> **LEESTEKST**
<<<<

Halfvrijstaande herenhuis met hekwerk en prieel in Nijmegen
Omschrijving van Halfvrijstaande herenhuis met hekwerk en prieel
Inleiding
Het halfvrijstaande HERENHUIS met HEKWERK en PRIEEL is in 1903 gebouwd door de Nijmeegse architect W.J. Maurits in opdracht van mr. A. van der Goes in een stijl die kenmerken vertoont van Art Nouveau en van Chaletstijl. Het huis is gebouwd als praktijkwoning. Het oorspronkelijk éénlaags praktijkgedeelte, dat links van de erker aan de Staringstraat ligt, is bij een verbouwing in 1988 verhoogd tot drie bouwlagen en voorzien van een witgepleisterde spouwmuur. De oorspronkelijke praktijkingang met paneeldeur en de gang zijn hierbij bewaard gebleven. Dit gedeelte valt onder de bescherming voorzover het oorspronkelijke onderdelen uit 1903 betreft. De toevoegingen van 1988 zijn uitgesloten van bescherming.
Het pand heeft rondom een tuin die van het trottoir wordt gescheiden door een smeedijzeren hekwerk op voetmuur. In de tuin staat een prieel in Chaletstijl, dat met planken is dichtgetimmerd. Het HERENHUIS is gelegen op de hoek van de Oranjesingel en de Staringstraat, waarbij de lange gevel aan de Staringstraat en de korte gevel in de aaneengesloten noordelijke gevelwand van de Oranjesingel is gesitueerd. De hoek wordt geaccentueerd door een toren. De Oranjesingel is een van de voornaamste straten van het laat 19de-eeuwse uitbreidingsplan, dat werd uitgevoerd na de afbraak van de vestingwerken en is gebaseerd op de ontwerpen van Bert Brouwer. Het pand ligt binnen het beschermde stadsgezicht.
Omschrijving
Het HERENHUIS heeft een min of meer rechthoekig grondplan met een éénlaags driezijdige uitbouw met plat dak aan de linkerzijde. Het herenhuis heeft een kelder, twee bouwlagen en een zolderverdieping onder een plat dak met dakschilden. De achtzijdige hoektoren heeft drie bouwlagen onder een achtzijdig puntdak. De gevel aan de Staringstraat heeft links een topgevel onder een overstekend afgewolfd zadeldakje. De gevel aan de Oranjesingel heeft rechts een driezijdige erker over twee bouwlagen onder een aangekapt schilddakje. Hierboven bevindt zich een topgevel onder een overstekend zadeldakje. De topgevels hebben windveren en in de punt een houten topgevelvulling. Tussen de tweelaags erker en de toren bevindt zich een grote achtzijdige houten serre met balkon. De daken zijn gedekt met leien in maasdekking. De torenspit en de topgevels worden bekroond door een bolvormige piron. In ieder dakschild bevinden zich twee dakkapellen met lessenaarsdak en 4-ruits stolpraam.

>>>>

> **UIT TE VOEREN OPDRACHTEN**
A - Ga na of elke uitspraak klopt met de tekst over het herenhuis, en antwoord per uitspraak met ja of nee plus de letterlijk geciteerde woorden uit de tekst die de doorslag geven. (i) Het huis is gebouwd als praktijkwoning. (ii) De toevoegingen van 1988 vallen onder de bescherming. (iii) De daken zijn gedekt met dakpannen.
B - Neem alle regels van de invoer hieronder woordelijk over.
De tekst over het herenhuis en de invoer staan los van elkaar.

> **INVOER**
<<<<

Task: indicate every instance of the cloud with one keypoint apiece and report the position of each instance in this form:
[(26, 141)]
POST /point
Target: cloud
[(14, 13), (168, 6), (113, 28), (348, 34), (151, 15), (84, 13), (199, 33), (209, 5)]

>>>>

> **ANTWOORDEN OP VOLGORDE**
A -
(i) Ja: "Het huis is gebouwd als praktijkwoning."
(ii) Nee: "De toevoegingen van 1988 zijn uitgesloten van bescherming."
(iii) Nee: "De daken zijn gedekt met leien in maasdekking."

B -
Task: indicate every instance of the cloud with one keypoint apiece and report the position of each instance in this form:
[(26, 141)]
POST /point
Target: cloud
[(14, 13), (168, 6), (113, 28), (348, 34), (151, 15), (84, 13), (199, 33), (209, 5)]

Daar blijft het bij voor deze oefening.